● **Excerpt provided**:
▶

North

Federal fiscal update a missed opportunity, say northern environmentalists

Northern environmentalists say the federal government should do more to help the region hardest-hit by climate change to emerge from the pandemic with a greener economy.

Promoting greener homes, electric vehicles and tree-planting don’t create meaningful change, says advocate

Solar panels in Colville Lake, N.W.T. Some northern environmentalists say the federal government should do more to help the region hardest-hit by climate change to emerge from the pandemic with a greener economy. (John Last/CBC)

Northern environmentalists say the federal government's fiscal update on Monday was a missed opportunity — and it should have done more to help the region hardest-hit by climate change to emerge from COVID-19 with a greener economy.

The wide-sweeping update includes promises to fund reconciliation efforts, speed up universal broadband access and body cameras for RCMP officers.

It says $380 million is going to a support fund for Indigenous communities during the second wave of the pandemic. It also points to $272 million that the government has given airlines and businesses to keep the North's supply chains connected, along with more funding for environmentally-friendly home retrofits, money for consultations on electrical infrastructure projects, and more electric charging stations for cars.

An organizer with a group that advocates for a "Green New Deal" in Canada, or a proposed package of government investments that build an environmentally-friendly economy by reducing social inequality, says that plans to promote greener homes, electric vehicles and tree-planting don't create meaningful change.

Ellen Gillies, the organizer with Our Time Yellowknife, said on Facebook to CBC that the update "is very much in line with the Liberal's playbook to date — progressive language and lofty promises with little to no transformative commitments or actions on social, economic and climate justice."

For example, the budget update promises $1.5 billion for closing the infrastructure gap in Indigenous communities, but the government is actually spending more than $16 billion on the expansion of the Trans Mountain pipeline alone, Gillies notes.

Sebastian Jones of the Yukon Conservation Society says certain green efforts, like those on habitat restoration and tree-planting, won't really apply to the North. (Yukon Conservation Society)

Gillies also says there is no mention of where the money will come from — and she and her organization want it to come from the wealthiest people and corporations.

◀

● **Directions for this task**: Pick up the news article on northern environmentalists' reaction to the federal fiscal update after its last sentence, and carry it on in the same reporting style.

● **Listed entries**:

▶

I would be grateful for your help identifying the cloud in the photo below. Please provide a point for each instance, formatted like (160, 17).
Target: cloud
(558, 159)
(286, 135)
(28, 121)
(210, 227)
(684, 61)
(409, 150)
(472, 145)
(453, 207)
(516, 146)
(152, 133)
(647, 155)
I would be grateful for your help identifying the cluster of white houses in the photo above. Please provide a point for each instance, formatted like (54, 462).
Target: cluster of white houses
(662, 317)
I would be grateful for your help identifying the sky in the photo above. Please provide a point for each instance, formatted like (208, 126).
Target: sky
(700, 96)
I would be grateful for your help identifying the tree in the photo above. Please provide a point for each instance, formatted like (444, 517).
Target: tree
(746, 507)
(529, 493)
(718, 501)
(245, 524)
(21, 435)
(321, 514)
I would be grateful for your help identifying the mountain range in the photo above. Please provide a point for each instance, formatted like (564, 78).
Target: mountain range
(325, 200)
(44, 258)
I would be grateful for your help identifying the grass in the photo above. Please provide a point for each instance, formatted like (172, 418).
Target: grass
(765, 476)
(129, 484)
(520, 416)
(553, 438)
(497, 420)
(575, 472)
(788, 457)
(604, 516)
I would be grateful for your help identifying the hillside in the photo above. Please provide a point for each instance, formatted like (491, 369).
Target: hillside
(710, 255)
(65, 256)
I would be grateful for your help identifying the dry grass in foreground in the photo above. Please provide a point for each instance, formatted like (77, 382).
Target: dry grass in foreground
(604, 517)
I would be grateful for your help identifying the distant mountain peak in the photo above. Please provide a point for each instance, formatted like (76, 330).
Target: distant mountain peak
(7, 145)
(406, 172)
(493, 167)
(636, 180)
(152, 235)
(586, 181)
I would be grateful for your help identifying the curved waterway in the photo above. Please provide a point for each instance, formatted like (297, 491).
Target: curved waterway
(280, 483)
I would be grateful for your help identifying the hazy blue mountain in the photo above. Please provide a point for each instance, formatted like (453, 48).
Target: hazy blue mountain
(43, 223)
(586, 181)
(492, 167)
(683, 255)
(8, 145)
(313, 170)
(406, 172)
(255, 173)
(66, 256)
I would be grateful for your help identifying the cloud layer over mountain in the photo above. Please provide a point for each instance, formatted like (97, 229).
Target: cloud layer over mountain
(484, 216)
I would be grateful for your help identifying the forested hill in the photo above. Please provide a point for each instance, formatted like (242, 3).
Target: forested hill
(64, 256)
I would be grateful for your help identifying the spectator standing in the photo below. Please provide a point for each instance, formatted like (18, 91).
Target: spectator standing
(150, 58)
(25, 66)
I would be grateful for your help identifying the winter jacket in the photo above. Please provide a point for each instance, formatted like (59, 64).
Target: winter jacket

◀

● **Exercise output**:
"It's really disappointing to me that even with so many people in need, Trudeau's government shies away from taking on the billionaires who have been profiting from the pandemic," she said.

Planet on a 'bad trajectory'

William Gagnon, a green building engineer and former campaigner for Green Party leadership candidate Courtney Howard, agrees that the proposal doesn't go far enough. He compares the update to "when you crave moose meat … and someone delivers you cucumber sushi."

Gagnon points to the many jobs in the oil and gas sector that were lost because of the pandemic, saying this is the moment to help more people get jobs in renewable energy instead.

He also says that according to estimates he has done with other advocates for green building, making every building carbon neutral in the territory alone would cost almost half of the budget the country has set aside to pay for building retrofits across Canada.

Sebastian Jones, with the Yukon Conservation Society, says certain green efforts like those on habitat restoration and tree-planting won't apply to the North — home to sparse boreal forests and rocky tundra, where habitat loss in the vast region has been minimal.

"Our planet is in a really bad trajectory," he said.

"I probably wouldn't have whinged about this if it weren't for the signals we did get from the federal government … that this crisis is a chance to build back greener and better."

The fiscal update says an upcoming climate plan from the government "will highlight further work and investments in areas like renewables, clean fuels and hydrogen."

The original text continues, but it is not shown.